Set problem
Copy out the lines below word for word, with nothing altered.

:: Provided information ::

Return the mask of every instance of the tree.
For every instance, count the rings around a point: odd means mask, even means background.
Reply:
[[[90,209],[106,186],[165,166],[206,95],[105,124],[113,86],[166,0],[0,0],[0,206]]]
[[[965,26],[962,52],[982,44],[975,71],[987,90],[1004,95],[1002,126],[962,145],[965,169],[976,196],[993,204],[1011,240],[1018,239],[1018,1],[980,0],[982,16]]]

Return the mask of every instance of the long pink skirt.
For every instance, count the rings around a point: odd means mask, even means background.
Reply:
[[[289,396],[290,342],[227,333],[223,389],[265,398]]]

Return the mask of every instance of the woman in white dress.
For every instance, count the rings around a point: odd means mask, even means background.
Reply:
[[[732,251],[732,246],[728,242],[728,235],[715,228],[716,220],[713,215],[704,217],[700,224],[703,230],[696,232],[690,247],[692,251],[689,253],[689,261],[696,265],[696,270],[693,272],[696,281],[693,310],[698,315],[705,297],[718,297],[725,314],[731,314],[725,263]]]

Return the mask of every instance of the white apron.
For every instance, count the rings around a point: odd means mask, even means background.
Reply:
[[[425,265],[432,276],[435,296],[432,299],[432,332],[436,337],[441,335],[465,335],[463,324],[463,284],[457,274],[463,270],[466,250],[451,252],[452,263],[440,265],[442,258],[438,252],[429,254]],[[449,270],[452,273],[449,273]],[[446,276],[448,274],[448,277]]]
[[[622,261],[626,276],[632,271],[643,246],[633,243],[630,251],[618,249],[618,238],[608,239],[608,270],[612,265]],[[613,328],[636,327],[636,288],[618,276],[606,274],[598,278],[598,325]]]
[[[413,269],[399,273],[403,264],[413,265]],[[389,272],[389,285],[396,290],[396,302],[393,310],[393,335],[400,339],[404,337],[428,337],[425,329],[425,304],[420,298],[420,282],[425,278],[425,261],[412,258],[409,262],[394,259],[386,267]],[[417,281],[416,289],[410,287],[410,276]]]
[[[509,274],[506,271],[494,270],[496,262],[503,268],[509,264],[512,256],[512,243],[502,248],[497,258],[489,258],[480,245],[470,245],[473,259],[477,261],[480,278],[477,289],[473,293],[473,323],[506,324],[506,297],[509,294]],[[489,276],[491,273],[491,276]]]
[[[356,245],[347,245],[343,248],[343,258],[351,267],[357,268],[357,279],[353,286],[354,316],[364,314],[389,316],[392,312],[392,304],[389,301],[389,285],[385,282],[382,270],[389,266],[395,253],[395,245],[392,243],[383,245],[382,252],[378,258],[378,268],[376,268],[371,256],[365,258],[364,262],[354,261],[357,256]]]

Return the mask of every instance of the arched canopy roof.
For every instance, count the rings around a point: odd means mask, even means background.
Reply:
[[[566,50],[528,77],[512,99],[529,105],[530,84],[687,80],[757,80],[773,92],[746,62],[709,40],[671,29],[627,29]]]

:::

The solution
Return the mask of every instance of the tree.
For every instance, count the rings around a point: odd means mask, even means background.
Reply:
[[[90,209],[106,186],[165,166],[206,95],[105,124],[113,86],[166,0],[0,0],[0,206]]]
[[[965,26],[962,52],[982,44],[975,71],[987,90],[1004,95],[1002,126],[962,145],[965,169],[976,196],[993,204],[1011,240],[1018,239],[1018,1],[980,0],[982,16]]]

Return the mask of every instance of the long pink skirt.
For every instance, count the rings around a point: odd means mask, even means background.
Reply:
[[[289,396],[290,342],[227,333],[223,389],[265,398]]]

Return the mask of every instance of the woman in white dress.
For every instance, count the rings around a point: odd means mask, even means background.
Reply:
[[[732,251],[732,246],[728,242],[728,235],[715,228],[716,220],[713,215],[704,217],[700,224],[703,230],[696,232],[690,247],[692,251],[689,253],[689,261],[696,265],[696,270],[693,272],[696,281],[693,310],[698,315],[705,297],[718,297],[725,314],[731,314],[725,263]]]

Return the mask of every instance of the white apron.
For every instance, count the rings around a point: odd means mask, even means background.
Reply:
[[[425,265],[432,276],[435,296],[432,299],[432,332],[436,337],[441,335],[465,335],[463,324],[463,284],[457,274],[463,270],[466,250],[451,252],[452,263],[440,265],[442,258],[438,252],[429,254]],[[449,270],[452,273],[449,273]],[[446,276],[448,274],[448,277]]]
[[[622,261],[626,276],[632,271],[643,246],[633,243],[630,251],[618,249],[618,238],[608,239],[608,270],[612,265]],[[613,328],[636,327],[636,288],[618,276],[606,274],[598,278],[598,325]]]
[[[413,269],[399,273],[403,264],[413,265]],[[389,272],[389,285],[396,290],[396,302],[393,310],[393,335],[400,339],[404,337],[428,337],[425,329],[425,304],[420,298],[420,282],[425,278],[425,261],[412,258],[409,262],[394,259],[386,267]],[[417,281],[416,289],[410,287],[410,276]]]
[[[509,274],[506,271],[494,270],[496,262],[503,268],[509,264],[512,256],[512,243],[502,248],[497,258],[489,258],[480,245],[470,245],[473,259],[477,261],[480,278],[477,289],[473,293],[473,323],[506,324],[506,297],[509,294]],[[489,276],[491,273],[491,276]]]
[[[356,245],[347,245],[343,248],[343,258],[351,267],[357,268],[357,279],[353,286],[354,316],[364,314],[389,316],[392,312],[392,304],[389,301],[389,285],[385,282],[382,270],[389,266],[395,253],[395,245],[392,243],[383,245],[382,252],[378,258],[378,268],[376,268],[371,256],[365,258],[364,262],[354,261],[357,256]]]

Return the mask of every instance of the arched canopy roof.
For every instance, count the rings around a point: odd means mask, even means background.
Reply:
[[[566,50],[528,77],[512,99],[529,105],[530,84],[687,80],[757,80],[773,92],[746,62],[709,40],[671,29],[627,29]]]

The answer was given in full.